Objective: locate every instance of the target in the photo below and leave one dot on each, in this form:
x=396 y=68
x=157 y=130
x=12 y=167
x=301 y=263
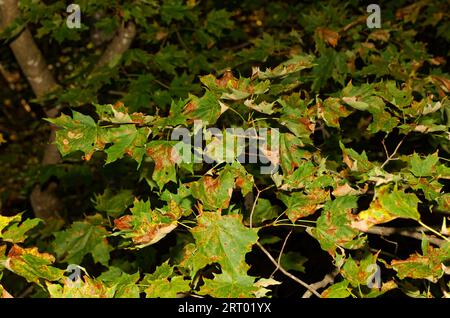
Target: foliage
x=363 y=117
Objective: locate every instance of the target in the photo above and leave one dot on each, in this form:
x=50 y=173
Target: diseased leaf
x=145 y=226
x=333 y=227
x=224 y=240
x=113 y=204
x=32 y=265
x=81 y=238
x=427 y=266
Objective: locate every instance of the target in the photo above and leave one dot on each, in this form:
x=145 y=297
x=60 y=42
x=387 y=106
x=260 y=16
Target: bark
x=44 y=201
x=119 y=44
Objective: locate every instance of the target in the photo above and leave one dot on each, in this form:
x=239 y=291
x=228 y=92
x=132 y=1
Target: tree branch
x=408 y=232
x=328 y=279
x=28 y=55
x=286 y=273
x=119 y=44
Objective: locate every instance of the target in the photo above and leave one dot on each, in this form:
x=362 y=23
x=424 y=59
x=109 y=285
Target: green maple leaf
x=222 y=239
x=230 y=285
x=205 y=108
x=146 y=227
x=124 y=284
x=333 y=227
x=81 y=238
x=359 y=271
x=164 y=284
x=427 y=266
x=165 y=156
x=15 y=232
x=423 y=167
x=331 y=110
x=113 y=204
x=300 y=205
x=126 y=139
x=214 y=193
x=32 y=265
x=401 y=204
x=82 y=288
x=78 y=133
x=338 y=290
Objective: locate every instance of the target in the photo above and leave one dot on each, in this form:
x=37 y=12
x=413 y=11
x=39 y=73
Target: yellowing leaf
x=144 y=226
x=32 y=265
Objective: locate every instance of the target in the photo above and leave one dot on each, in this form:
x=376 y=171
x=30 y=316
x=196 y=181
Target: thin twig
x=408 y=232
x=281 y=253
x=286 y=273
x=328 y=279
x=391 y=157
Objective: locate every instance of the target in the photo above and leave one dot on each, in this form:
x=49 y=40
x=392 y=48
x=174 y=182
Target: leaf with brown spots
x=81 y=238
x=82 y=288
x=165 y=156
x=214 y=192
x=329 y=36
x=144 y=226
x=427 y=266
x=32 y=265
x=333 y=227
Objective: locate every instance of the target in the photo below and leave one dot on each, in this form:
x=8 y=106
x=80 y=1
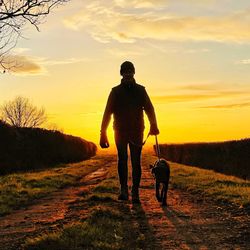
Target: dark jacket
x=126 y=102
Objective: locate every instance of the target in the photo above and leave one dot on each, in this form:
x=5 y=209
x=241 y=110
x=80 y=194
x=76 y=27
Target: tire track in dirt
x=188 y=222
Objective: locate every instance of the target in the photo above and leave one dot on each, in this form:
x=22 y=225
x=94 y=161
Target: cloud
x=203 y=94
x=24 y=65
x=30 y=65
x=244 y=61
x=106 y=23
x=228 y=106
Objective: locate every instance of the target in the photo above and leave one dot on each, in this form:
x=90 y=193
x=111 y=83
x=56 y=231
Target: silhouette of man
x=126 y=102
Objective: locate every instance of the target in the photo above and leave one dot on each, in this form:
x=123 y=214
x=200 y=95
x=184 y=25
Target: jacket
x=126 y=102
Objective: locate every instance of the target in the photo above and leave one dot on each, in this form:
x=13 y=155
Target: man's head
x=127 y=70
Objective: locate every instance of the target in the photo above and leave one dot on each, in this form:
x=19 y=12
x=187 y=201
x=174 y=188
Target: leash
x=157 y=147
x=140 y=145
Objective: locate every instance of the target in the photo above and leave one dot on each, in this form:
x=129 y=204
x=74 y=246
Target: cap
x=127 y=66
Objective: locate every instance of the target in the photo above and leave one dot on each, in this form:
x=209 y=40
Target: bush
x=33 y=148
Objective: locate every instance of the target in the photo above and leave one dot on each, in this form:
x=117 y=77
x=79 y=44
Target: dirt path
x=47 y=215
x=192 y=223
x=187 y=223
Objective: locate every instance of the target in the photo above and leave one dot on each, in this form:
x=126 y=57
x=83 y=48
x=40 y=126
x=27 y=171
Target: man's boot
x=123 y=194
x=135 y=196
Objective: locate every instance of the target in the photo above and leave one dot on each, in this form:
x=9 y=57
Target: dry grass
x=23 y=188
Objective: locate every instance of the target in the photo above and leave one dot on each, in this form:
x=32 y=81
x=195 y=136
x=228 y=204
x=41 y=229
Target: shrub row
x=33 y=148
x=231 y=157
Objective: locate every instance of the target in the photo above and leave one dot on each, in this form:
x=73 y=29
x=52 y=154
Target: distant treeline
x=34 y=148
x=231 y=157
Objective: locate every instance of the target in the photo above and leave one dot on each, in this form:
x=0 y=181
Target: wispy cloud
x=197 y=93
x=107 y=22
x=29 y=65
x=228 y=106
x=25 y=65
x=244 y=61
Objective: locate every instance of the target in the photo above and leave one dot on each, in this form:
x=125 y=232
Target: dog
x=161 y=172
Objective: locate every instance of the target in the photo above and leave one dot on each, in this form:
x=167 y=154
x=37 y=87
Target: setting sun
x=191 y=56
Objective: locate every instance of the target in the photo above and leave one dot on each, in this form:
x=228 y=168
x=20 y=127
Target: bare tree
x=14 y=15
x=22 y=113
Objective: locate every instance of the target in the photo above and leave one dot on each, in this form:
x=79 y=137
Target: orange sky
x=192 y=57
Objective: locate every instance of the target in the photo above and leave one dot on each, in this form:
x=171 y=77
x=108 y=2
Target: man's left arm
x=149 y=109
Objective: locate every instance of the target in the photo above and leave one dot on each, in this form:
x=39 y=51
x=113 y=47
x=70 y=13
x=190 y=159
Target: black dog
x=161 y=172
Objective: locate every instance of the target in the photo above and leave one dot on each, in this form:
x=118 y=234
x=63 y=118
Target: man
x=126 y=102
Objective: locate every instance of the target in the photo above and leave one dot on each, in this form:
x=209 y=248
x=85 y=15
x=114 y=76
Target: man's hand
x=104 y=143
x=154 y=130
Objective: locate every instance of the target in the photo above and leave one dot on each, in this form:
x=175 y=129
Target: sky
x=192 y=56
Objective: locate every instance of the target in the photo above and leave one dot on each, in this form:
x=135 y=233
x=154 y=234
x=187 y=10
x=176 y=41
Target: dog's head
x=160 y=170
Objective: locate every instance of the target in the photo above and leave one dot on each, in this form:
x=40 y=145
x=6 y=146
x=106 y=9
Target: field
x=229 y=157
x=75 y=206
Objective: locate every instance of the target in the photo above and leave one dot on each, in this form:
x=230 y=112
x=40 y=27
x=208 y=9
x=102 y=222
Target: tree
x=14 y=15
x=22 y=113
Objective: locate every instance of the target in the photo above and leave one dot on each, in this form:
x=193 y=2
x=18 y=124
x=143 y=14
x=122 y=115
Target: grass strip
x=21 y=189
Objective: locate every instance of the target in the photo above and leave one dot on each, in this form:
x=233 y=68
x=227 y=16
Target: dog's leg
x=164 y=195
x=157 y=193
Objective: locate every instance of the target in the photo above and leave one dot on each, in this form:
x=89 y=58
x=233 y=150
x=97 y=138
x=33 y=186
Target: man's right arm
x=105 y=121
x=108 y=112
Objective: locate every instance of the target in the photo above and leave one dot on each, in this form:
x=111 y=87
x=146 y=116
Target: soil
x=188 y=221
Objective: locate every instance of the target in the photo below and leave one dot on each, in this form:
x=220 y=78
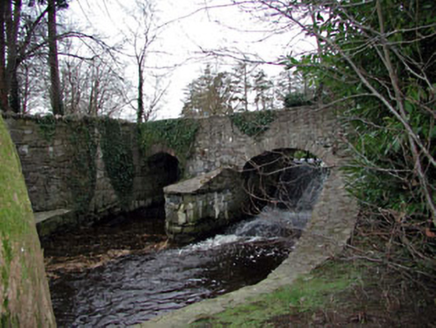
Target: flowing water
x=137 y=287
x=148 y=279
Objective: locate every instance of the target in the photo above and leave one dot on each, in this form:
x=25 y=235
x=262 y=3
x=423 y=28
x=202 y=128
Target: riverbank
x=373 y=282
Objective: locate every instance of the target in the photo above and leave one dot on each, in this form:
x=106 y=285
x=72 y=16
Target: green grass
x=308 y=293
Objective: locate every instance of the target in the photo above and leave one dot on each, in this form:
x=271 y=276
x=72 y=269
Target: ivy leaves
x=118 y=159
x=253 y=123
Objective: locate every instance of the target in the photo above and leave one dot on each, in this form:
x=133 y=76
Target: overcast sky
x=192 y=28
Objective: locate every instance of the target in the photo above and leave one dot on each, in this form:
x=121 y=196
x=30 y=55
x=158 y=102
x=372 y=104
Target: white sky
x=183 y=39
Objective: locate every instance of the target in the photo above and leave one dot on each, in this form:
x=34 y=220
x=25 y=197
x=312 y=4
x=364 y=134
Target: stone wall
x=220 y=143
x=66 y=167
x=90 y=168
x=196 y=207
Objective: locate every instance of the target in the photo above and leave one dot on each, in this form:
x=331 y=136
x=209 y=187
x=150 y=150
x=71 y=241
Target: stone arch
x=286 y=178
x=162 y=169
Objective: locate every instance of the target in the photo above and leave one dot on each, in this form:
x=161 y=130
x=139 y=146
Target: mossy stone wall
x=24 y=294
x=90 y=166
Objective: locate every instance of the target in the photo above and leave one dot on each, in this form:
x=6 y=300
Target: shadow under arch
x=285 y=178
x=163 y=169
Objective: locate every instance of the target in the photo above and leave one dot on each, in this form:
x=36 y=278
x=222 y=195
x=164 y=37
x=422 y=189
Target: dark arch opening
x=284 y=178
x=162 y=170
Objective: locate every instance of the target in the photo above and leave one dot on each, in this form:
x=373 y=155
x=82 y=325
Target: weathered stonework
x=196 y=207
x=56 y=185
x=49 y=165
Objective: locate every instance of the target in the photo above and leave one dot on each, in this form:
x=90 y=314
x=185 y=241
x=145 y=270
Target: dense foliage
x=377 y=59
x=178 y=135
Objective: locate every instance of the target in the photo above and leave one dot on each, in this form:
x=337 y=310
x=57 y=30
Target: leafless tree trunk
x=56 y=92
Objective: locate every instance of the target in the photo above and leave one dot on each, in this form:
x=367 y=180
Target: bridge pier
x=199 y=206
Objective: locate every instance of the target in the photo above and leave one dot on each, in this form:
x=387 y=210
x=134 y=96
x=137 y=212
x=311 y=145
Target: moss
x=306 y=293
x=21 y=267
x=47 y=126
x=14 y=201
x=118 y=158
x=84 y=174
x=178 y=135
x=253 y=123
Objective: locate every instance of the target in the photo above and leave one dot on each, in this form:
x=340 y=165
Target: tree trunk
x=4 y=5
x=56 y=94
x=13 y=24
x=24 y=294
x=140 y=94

────

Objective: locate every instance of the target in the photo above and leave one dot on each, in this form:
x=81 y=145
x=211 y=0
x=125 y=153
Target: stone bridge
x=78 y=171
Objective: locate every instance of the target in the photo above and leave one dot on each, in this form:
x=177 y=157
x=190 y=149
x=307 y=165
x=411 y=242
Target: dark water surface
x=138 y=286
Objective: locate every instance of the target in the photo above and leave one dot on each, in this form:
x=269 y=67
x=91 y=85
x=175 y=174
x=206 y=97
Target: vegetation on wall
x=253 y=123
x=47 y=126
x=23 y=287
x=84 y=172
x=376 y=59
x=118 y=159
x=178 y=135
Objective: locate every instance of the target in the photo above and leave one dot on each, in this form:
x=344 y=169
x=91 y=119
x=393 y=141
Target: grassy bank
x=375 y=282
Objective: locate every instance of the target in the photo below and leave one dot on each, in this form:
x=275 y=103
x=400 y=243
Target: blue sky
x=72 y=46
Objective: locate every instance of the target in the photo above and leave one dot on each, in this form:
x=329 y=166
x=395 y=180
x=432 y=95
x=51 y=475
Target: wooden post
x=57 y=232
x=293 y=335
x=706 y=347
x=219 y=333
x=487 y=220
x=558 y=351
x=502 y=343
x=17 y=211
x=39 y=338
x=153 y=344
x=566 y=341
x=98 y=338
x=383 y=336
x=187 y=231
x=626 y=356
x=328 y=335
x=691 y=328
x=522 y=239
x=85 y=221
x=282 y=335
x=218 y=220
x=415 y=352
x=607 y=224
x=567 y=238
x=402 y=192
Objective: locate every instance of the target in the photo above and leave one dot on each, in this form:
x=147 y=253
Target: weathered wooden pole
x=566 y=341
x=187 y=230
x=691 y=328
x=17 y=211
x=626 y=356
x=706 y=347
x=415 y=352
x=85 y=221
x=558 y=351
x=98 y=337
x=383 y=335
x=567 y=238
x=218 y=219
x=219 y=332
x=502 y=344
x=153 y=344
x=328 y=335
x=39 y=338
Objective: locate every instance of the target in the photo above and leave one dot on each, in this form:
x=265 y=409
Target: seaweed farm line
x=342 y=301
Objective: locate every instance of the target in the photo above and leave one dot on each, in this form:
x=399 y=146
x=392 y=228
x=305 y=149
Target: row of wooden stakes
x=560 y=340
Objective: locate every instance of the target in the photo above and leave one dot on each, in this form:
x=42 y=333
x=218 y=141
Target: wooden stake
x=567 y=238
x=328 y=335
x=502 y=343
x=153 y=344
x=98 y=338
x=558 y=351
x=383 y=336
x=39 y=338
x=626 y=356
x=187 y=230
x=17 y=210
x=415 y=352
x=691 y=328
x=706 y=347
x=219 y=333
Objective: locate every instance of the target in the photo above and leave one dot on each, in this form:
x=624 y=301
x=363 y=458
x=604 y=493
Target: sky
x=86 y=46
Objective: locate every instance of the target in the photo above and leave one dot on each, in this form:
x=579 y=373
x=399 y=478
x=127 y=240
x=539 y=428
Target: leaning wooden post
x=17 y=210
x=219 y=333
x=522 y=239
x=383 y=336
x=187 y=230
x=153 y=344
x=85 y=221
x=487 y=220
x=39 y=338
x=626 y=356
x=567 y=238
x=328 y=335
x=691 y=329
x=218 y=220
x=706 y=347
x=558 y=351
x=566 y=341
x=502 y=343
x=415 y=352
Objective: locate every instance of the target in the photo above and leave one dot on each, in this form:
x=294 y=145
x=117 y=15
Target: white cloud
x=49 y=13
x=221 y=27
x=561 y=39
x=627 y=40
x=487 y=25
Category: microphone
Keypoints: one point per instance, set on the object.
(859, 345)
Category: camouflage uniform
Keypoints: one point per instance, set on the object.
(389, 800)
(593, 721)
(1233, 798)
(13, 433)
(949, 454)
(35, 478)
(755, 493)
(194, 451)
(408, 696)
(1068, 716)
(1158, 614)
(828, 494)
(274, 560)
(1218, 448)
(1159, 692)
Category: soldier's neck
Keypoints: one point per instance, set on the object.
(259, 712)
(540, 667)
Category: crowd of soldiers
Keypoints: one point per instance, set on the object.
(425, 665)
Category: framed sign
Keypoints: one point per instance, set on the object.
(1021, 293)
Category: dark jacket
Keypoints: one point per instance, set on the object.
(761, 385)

────

Problem to solve ▸ When a line of the data holds the string "Category", pick it out and copy it.

Answer space ▸
Category: microphone
Category: camouflage uniform
Category: soldier's neck
Category: crowd of soldiers
Category: framed sign
Category: dark jacket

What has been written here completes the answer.